- 作業指示
(a) 本文で、避難先とされているのはどこか。
(b) 記録のうち、「Target: blurred background」を含む行に始まり「left=65, top=400, right=925, bottom=683」を含む行で終わる範囲を、1行を1つの文字列とするJSONリストに変換せよ。空行は入れないこと。

- 本文

+-------+

頼みにしていた浴槽の湯は、揺れで半分以上こぼれていたのだ。

ようやく電気が復旧し、テレビのニュースをみる。
大地震だったのだと実感。
だが東京からの報道に妙な温度差を感じる。

翌日。水もガスもない生活では大人はともかく
赤ん坊の暮らしが成り立たないので、
寝屋川(大阪府)の叔母宅へ避難することになる。
叔母が知り合いの車を手配してくれ、
阪急・神戸線の西宮北口駅へ向かう。
幹線道路は渋滞。裏道は家が倒れ込み、
傾いた電信柱が行く手をふさぐ。

阪急電鉄は西宮以西は全面ストップだが
西宮〜梅田(大阪)間は動いていた。
梅田で降りた私がみたものは地下街のバーゲン。
電車で20分ほどの距離なのに、
梅田には神戸・芦屋とは別世界があった。
ふだんの、何でもない日常の風景。
神戸にも昨日まであったもの。

幸いにも家族にケガ人はなかった。
実家のある古いマンションは、
1階がピロティの駐車場だったが、
何とか倒壊せずに持ちこたえた。

+-------+

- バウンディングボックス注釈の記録
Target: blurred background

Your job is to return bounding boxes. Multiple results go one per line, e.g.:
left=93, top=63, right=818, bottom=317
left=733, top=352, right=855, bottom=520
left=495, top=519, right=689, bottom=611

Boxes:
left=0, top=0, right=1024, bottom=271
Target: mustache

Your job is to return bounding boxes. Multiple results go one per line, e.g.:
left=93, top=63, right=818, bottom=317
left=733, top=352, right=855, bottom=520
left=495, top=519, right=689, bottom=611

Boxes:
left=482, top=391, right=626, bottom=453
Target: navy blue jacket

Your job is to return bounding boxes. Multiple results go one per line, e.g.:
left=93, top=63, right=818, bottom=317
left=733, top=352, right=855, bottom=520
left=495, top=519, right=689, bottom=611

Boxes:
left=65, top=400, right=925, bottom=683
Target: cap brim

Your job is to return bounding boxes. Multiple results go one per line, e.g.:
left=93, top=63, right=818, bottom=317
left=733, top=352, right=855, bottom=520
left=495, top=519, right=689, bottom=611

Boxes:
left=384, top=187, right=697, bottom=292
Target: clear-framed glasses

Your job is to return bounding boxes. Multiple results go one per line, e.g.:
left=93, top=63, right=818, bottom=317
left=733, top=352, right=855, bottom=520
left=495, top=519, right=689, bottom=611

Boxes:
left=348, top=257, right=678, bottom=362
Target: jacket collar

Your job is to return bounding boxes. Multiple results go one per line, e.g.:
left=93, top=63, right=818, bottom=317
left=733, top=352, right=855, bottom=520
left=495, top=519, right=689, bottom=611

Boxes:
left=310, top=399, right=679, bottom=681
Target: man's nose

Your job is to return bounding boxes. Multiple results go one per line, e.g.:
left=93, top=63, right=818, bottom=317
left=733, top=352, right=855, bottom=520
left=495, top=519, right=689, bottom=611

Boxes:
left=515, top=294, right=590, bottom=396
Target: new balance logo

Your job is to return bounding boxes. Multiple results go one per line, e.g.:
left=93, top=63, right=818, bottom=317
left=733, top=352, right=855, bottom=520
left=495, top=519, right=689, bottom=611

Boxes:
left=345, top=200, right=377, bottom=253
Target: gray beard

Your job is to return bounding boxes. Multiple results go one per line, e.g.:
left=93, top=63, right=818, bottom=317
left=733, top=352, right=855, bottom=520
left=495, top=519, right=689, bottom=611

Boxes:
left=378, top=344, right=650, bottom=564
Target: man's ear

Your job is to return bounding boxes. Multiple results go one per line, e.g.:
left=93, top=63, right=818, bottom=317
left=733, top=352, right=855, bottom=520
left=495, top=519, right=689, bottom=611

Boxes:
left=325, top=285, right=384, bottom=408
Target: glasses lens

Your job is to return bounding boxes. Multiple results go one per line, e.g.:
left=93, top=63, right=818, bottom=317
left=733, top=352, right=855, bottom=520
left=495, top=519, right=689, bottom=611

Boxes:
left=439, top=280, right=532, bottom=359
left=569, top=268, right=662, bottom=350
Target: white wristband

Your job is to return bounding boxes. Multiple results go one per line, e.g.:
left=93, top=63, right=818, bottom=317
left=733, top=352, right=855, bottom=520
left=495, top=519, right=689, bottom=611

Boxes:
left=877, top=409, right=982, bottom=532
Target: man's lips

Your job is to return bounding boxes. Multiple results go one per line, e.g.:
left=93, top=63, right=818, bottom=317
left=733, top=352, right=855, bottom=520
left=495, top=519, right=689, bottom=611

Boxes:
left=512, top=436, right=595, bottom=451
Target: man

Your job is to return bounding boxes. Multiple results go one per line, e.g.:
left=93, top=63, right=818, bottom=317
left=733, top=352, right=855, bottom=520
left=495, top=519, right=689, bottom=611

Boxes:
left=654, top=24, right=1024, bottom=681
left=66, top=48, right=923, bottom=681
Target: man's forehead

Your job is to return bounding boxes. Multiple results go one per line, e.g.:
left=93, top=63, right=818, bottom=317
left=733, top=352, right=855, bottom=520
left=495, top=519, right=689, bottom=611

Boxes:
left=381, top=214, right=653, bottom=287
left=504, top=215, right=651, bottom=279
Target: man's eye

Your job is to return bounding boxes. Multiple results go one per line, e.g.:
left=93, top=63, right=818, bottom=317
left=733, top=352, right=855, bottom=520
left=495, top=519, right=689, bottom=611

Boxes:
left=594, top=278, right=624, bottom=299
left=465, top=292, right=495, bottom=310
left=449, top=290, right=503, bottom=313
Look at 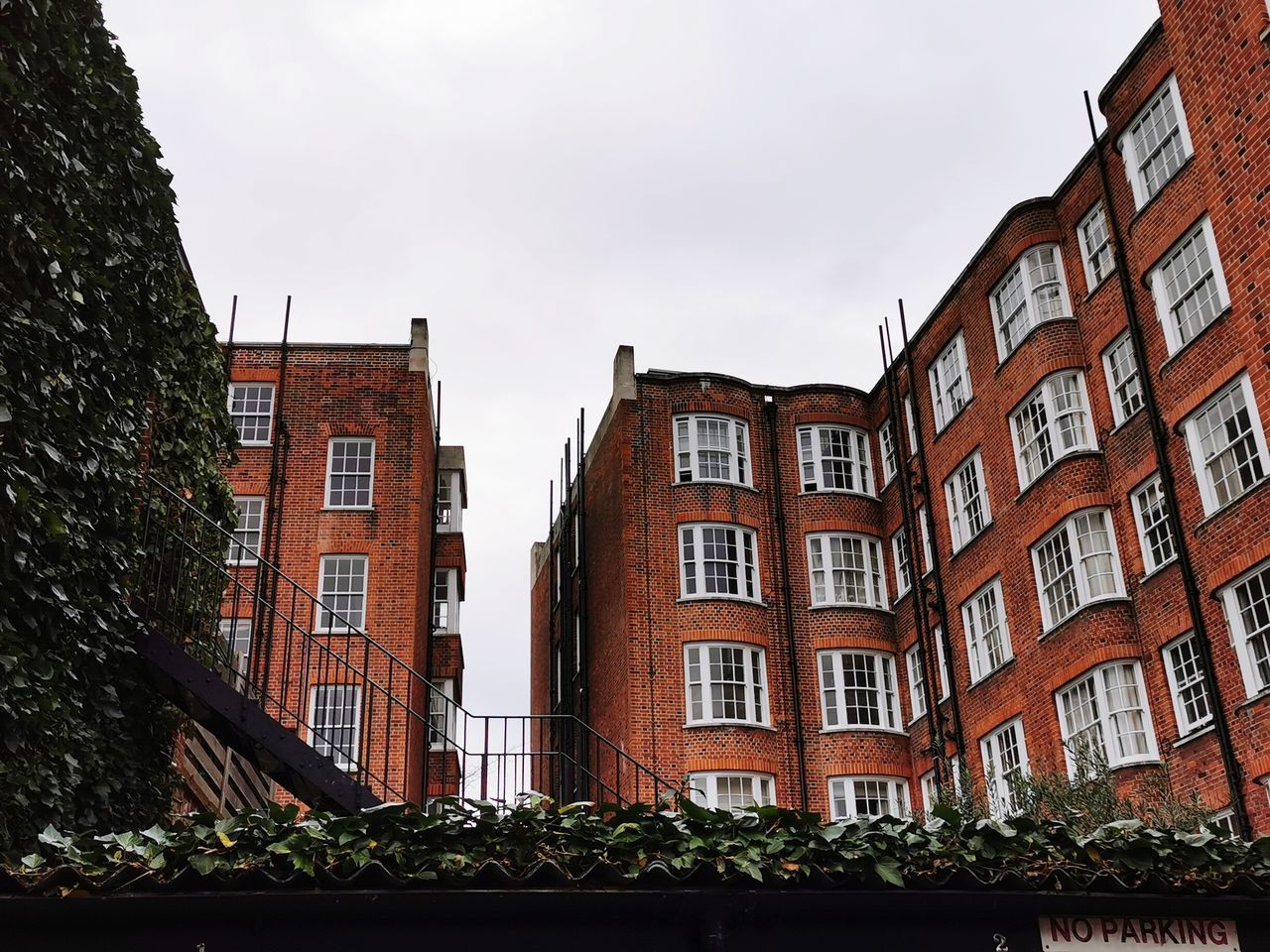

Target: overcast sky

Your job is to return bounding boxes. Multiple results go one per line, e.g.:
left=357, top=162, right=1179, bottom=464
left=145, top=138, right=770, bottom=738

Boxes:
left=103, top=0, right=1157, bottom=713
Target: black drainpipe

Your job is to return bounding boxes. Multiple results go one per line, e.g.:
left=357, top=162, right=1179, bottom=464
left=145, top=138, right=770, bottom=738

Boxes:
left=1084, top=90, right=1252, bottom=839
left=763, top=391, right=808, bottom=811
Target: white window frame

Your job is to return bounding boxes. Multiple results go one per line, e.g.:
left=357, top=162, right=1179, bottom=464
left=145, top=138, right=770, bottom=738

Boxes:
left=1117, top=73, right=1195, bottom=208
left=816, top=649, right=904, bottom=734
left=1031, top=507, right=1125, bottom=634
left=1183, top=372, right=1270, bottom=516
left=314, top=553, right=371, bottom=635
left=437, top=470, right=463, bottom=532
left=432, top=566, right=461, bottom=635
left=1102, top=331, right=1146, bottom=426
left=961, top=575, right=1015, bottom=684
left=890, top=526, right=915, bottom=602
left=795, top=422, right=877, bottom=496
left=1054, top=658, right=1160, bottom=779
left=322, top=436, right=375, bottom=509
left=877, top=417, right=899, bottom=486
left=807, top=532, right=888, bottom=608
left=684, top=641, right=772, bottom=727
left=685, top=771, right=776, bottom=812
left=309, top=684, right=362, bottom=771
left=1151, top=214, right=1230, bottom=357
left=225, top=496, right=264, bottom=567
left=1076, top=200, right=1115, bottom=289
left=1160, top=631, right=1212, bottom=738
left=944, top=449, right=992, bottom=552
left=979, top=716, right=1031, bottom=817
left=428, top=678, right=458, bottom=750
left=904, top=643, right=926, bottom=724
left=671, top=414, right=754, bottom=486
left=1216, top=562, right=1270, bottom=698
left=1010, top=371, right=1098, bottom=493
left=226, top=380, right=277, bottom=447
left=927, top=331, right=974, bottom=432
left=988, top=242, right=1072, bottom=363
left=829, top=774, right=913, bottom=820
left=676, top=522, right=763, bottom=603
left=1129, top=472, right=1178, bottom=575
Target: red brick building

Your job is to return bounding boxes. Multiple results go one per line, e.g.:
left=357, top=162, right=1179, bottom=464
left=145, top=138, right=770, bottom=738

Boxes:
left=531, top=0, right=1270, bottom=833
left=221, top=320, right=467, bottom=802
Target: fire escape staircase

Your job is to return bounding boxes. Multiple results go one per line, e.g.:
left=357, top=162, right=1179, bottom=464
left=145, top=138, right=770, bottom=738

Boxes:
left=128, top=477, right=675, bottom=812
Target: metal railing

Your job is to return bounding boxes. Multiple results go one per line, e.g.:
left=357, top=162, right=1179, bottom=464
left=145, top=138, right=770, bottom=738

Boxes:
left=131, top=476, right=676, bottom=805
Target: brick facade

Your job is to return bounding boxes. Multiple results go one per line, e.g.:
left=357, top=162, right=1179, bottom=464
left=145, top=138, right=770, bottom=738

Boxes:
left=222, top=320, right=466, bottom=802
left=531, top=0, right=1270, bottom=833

+-------+

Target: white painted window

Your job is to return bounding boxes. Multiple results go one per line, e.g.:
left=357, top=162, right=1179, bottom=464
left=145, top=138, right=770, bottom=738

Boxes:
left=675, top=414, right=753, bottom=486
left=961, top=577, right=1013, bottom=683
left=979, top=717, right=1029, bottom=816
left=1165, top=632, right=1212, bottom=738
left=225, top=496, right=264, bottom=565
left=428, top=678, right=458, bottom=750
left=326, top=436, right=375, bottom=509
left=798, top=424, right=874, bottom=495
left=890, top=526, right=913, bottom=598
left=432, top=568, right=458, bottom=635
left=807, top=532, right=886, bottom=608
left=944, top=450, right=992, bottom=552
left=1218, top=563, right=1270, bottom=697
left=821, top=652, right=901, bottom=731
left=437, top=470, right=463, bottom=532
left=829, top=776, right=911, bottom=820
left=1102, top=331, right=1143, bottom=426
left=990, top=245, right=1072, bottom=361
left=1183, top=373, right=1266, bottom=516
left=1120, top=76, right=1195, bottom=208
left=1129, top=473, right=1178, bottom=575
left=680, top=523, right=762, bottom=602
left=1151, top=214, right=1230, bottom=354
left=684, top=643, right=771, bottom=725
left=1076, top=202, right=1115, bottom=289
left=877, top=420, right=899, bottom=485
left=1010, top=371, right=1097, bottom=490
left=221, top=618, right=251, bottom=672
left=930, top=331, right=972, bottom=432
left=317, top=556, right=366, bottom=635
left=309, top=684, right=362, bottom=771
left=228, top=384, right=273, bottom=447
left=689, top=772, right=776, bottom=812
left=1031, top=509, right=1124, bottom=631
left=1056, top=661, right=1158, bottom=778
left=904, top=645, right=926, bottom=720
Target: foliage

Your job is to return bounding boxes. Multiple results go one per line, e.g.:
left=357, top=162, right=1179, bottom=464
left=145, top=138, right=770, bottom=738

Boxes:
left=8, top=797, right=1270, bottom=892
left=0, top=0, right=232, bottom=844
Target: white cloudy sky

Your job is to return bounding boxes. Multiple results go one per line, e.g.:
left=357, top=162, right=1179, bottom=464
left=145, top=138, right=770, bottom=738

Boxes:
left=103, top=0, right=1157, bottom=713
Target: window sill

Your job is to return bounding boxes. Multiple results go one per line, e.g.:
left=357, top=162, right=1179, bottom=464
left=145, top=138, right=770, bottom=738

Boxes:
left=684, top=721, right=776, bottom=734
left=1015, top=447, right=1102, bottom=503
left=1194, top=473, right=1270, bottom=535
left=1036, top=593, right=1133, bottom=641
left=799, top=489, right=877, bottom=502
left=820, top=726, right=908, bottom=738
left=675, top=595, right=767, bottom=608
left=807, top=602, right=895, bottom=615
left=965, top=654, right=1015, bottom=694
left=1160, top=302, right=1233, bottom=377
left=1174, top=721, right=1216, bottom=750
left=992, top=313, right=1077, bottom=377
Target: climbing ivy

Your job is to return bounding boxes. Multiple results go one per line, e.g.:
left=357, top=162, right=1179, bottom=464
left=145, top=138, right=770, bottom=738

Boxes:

+-------+

- 各作業の回答
(a) 寝屋川(大阪府)の叔母宅。

(b)
[
  "Target: blurred background",
  "Your job is to return bounding boxes. Multiple results go one per line, e.g.:",
  "left=93, top=63, right=818, bottom=317",
  "left=733, top=352, right=855, bottom=520",
  "left=495, top=519, right=689, bottom=611",
  "Boxes:",
  "left=0, top=0, right=1024, bottom=271",
  "Target: mustache",
  "Your job is to return bounding boxes. Multiple results go one per line, e.g.:",
  "left=93, top=63, right=818, bottom=317",
  "left=733, top=352, right=855, bottom=520",
  "left=495, top=519, right=689, bottom=611",
  "Boxes:",
  "left=482, top=391, right=626, bottom=453",
  "Target: navy blue jacket",
  "Your job is to return bounding boxes. Multiple results go one per line, e.g.:",
  "left=93, top=63, right=818, bottom=317",
  "left=733, top=352, right=855, bottom=520",
  "left=495, top=519, right=689, bottom=611",
  "Boxes:",
  "left=65, top=400, right=925, bottom=683"
]